Aim » Retype every line of the records below exactly, leaving the pictures out.

Dataset excerpts »
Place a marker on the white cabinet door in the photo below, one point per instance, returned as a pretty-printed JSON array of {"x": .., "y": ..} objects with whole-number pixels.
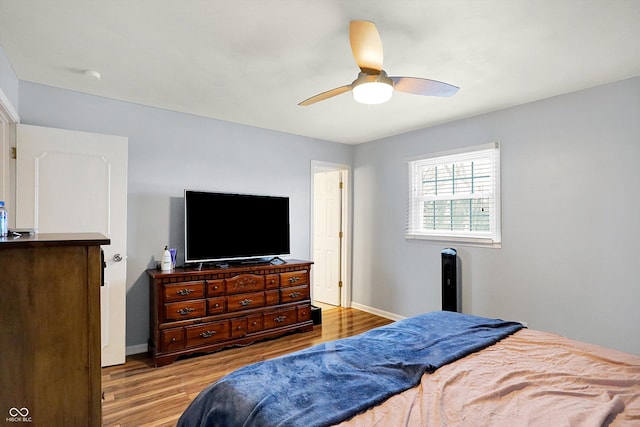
[{"x": 69, "y": 181}]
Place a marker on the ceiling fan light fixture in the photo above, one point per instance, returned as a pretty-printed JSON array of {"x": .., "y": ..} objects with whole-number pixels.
[{"x": 372, "y": 89}]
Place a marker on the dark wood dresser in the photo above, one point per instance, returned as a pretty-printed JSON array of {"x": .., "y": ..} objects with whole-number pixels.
[
  {"x": 50, "y": 329},
  {"x": 198, "y": 311}
]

Correct result »
Place a marker on the white cabinet door in the photo below, one point per instance, returned as a pretty-printed JSON array of {"x": .., "y": ..} objects with whole-number pixels.
[{"x": 69, "y": 181}]
Place a marker on the ceiling fan light fixture in the photo above, one point per instance, returned as a pretty-printed JSON array of {"x": .., "y": ..} objects with whole-number pixels.
[{"x": 372, "y": 89}]
Place a marker on the dark wood dresser in the photo above, one point per instance, returned as a pretty-printed JSON array of {"x": .., "y": ..} objects with whole-number pixels.
[
  {"x": 50, "y": 329},
  {"x": 198, "y": 311}
]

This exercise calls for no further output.